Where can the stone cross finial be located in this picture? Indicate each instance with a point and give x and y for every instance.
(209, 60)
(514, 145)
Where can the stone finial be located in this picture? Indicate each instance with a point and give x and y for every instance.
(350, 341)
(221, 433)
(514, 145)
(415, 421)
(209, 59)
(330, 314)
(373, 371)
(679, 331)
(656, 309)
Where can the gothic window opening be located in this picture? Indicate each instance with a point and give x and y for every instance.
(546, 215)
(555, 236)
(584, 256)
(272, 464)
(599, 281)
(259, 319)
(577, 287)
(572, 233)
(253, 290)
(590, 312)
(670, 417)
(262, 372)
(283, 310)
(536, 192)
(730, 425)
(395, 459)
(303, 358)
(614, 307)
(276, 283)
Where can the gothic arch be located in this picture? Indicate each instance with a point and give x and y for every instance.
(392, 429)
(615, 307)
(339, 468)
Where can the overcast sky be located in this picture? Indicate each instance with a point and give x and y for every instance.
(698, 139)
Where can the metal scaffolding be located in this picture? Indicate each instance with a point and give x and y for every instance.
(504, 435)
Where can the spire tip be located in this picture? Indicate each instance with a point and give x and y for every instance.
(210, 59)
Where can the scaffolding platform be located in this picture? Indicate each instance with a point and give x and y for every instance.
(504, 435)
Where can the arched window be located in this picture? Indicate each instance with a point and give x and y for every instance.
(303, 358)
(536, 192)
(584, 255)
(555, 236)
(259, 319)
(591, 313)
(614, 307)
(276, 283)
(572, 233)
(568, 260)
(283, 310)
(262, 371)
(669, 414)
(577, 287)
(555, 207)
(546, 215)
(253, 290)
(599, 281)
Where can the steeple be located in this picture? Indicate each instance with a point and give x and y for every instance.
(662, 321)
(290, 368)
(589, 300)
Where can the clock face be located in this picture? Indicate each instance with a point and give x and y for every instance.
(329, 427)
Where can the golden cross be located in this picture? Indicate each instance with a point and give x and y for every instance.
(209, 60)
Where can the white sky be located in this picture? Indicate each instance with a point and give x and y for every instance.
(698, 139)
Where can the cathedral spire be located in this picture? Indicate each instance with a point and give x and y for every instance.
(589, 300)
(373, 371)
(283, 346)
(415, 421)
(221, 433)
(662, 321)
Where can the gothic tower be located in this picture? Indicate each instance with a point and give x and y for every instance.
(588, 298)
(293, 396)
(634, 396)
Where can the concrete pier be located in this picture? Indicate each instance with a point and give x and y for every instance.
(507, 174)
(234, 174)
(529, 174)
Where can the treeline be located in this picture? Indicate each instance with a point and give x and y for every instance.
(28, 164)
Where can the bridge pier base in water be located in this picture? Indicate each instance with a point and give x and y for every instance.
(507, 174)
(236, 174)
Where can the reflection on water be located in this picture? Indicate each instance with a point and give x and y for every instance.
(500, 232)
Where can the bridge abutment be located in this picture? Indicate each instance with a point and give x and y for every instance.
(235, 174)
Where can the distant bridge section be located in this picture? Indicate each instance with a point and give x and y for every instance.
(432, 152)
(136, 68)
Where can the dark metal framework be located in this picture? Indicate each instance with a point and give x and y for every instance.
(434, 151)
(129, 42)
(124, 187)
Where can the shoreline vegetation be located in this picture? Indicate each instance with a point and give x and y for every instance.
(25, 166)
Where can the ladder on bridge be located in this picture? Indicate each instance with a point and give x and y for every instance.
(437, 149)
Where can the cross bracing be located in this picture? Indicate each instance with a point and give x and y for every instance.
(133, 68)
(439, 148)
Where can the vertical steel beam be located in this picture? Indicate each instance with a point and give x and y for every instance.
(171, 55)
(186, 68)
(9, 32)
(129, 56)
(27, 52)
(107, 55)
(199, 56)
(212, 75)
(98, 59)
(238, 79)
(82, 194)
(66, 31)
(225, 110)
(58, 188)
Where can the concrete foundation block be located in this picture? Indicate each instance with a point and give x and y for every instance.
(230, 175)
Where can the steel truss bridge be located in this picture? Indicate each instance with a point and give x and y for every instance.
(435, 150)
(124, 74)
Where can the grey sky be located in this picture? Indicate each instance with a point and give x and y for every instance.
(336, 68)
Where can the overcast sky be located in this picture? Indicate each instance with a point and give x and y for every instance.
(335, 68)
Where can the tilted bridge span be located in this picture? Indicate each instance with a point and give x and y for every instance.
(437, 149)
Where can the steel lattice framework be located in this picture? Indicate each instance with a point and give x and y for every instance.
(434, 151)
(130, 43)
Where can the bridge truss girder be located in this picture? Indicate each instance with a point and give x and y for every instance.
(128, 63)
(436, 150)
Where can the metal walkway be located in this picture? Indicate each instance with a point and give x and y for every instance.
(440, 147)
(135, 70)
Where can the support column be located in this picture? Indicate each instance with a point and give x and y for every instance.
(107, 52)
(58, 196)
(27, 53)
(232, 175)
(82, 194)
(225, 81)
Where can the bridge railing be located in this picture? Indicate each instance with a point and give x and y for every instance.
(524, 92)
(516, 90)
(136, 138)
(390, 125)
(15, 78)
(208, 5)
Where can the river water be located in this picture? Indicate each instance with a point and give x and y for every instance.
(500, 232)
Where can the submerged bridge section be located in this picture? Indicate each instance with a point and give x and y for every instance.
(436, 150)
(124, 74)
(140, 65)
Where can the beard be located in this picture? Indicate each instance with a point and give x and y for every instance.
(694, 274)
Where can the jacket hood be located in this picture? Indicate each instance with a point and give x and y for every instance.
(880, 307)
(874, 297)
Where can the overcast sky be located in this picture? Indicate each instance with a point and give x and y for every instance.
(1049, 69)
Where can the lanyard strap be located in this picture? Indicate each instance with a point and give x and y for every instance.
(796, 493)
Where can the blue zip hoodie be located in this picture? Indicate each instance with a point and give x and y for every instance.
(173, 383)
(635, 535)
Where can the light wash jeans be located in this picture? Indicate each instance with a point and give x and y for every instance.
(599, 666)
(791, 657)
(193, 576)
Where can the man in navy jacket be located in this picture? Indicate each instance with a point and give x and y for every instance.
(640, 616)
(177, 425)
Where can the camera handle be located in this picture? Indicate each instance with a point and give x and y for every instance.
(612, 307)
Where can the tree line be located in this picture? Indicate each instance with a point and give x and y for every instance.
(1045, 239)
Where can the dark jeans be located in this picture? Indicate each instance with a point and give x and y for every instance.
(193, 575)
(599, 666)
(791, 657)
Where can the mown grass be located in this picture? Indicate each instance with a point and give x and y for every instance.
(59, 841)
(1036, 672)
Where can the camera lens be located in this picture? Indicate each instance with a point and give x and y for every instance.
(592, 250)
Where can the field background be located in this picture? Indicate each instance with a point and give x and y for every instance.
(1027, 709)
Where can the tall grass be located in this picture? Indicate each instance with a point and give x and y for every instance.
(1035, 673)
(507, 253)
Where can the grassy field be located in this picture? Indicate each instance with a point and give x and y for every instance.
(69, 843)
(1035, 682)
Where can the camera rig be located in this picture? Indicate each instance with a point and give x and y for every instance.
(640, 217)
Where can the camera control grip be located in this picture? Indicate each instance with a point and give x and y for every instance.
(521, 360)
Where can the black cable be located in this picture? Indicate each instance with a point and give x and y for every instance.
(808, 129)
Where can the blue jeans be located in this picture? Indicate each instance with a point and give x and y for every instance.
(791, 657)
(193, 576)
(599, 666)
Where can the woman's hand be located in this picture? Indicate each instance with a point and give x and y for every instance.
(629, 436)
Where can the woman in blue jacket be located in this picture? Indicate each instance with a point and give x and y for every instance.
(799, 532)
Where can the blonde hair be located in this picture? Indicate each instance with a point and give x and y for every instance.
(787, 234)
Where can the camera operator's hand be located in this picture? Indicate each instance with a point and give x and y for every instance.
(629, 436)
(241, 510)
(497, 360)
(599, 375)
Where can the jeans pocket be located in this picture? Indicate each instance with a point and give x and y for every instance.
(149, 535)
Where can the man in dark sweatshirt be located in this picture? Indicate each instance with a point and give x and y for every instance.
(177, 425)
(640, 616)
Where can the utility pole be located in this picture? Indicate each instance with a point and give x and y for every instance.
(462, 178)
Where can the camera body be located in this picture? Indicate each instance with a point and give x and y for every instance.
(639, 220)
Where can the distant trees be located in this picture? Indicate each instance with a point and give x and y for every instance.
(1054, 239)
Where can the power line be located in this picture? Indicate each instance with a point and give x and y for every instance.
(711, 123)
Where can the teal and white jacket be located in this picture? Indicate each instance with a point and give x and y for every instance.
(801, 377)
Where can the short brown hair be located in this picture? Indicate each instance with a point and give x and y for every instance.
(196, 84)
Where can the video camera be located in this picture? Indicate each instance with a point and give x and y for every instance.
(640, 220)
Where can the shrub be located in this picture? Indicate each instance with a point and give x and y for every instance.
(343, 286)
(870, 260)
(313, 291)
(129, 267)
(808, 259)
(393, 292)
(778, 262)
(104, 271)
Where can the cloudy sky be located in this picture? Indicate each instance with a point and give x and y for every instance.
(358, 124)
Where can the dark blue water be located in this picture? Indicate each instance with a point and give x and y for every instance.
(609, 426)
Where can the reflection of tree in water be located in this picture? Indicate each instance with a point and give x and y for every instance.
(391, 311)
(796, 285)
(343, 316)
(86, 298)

## Exercise task
Put the lines from the one containing "Where can the utility" through the one containing "(1054, 239)" into a JSON list of strings, one string per line, with blank lines left out.

## Reply to the task
[
  "Where can the utility pole be located in this picture? Indicate each instance with a point and give x and y for every instance.",
  "(462, 178)",
  "Where can the camera body be located in this picture? Indicate each instance with a point and give x and y for every instance.",
  "(639, 220)",
  "Where can the distant trees be located in this picture? Indicate each instance with a point and give x and y for every instance.",
  "(1054, 239)"
]